[Document segment Boundary: Start]

The empirical dosing guideline for oral vitamin K1 in infants and children with chronic cholestasis is 2.5–5 mg given two to seven times per week [39]. Nevertheless, with this regimen, subclinical vitamin K deficiency seems prevalent despite normal prothrombin time (PT). In a group of 43 cholestatic children supplemented following this schedule, 23 (54%) had elevated plasma PIVKA II levels (>3 ng/ml) with normal PT [26].

Vitamin K doses sufficient to maintain normal coagulation may not be sufficient to maximize carboxylation of osteocalcin. This might further increase the risk for osteopenia and osteoporosis in children with chronic cholestatic liver disease.

Based on the above-mentioned data, it is thus of uttermost importance that, as soon as the diagnosis of cholestasis is made in an infant, extra vitamin K supplementation should be given to prevent VKDB with its serious consequences. However, the best strategy for vitamin K supplementation in chronic childhood cholestasis still remains a critical issue. Current regimens may underestimate the optimal dosage of vitamin K.

[Document segment Boundary: End]
[Data listing Boundary: Start]

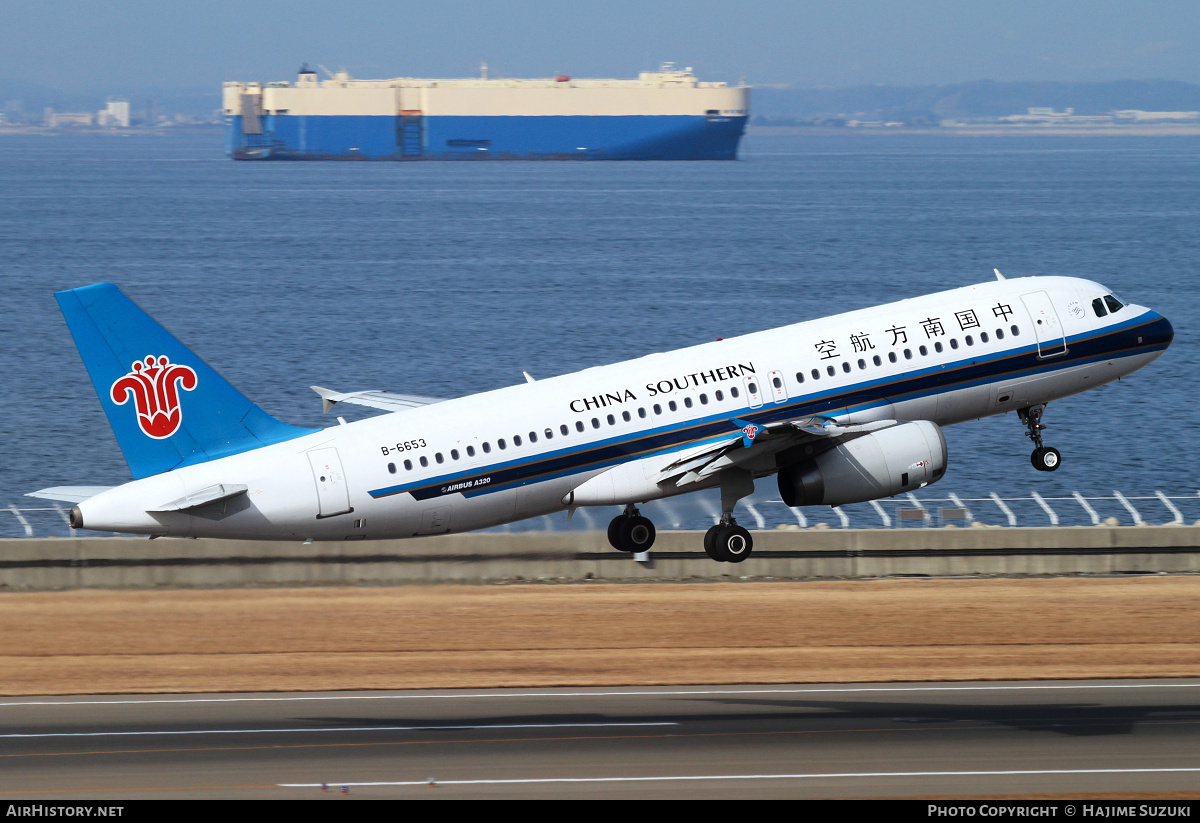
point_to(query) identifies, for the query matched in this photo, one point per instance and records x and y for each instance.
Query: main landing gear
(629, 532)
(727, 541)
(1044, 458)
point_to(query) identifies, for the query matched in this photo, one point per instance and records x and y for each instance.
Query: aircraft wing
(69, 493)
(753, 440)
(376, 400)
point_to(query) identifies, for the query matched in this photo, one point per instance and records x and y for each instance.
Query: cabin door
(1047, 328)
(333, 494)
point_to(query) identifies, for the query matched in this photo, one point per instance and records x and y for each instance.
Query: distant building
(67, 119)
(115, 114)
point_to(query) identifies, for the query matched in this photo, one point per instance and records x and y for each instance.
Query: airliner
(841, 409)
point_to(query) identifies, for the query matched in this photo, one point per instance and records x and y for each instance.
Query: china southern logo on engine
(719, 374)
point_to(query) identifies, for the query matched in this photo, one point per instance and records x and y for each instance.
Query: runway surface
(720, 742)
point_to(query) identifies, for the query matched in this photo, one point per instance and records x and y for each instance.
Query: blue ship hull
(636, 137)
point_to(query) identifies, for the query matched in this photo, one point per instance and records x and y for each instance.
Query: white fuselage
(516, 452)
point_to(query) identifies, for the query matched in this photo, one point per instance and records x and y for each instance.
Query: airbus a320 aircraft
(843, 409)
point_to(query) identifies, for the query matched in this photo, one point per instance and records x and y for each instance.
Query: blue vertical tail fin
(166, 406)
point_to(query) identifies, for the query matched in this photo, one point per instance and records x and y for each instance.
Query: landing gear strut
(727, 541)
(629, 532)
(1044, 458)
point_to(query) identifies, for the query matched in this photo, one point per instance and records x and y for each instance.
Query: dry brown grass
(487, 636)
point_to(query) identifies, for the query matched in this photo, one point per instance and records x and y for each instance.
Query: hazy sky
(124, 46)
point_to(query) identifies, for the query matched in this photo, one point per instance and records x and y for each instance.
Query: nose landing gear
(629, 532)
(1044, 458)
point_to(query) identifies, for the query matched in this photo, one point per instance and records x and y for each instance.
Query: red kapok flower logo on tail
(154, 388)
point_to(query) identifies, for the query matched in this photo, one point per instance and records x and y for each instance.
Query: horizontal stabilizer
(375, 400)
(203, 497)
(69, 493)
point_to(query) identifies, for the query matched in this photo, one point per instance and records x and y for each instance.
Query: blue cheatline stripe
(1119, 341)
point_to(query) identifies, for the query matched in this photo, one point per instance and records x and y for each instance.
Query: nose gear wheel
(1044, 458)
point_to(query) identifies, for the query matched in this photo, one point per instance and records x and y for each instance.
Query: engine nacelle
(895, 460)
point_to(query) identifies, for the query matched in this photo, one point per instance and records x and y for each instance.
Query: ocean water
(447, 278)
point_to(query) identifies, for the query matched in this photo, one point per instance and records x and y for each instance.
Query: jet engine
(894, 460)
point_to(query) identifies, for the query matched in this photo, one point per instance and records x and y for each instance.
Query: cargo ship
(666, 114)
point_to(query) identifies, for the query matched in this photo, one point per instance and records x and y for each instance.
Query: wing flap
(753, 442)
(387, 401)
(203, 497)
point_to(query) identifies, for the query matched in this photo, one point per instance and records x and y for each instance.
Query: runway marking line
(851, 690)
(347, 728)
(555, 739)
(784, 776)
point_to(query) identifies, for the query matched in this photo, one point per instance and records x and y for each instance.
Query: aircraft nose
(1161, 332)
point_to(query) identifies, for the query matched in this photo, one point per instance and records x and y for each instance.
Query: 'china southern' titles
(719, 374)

[Data listing Boundary: End]

## [Problem details]
Reproduce the passage on vitamin K supplementation in children with chronic cholestasis word for word, from its first sentence through its last.

## [Solution to the exercise]
The empirical dosing guideline for oral vitamin K1 in infants and children with chronic cholestasis is 2.5–5 mg given two to seven times per week [39]. Nevertheless, with this regimen, subclinical vitamin K deficiency seems prevalent despite normal prothrombin time (PT). In a group of 43 cholestatic children supplemented following this schedule, 23 (54%) had elevated plasma PIVKA II levels (>3 ng/ml) with normal PT [26].

Vitamin K doses sufficient to maintain normal coagulation may not be sufficient to maximize carboxylation of osteocalcin. This might further increase the risk for osteopenia and osteoporosis in children with chronic cholestatic liver disease.

Based on the above-mentioned data, it is thus of uttermost importance that, as soon as the diagnosis of cholestasis is made in an infant, extra vitamin K supplementation should be given to prevent VKDB with its serious consequences. However, the best strategy for vitamin K supplementation in chronic childhood cholestasis still remains a critical issue. Current regimens may underestimate the optimal dosage of vitamin K.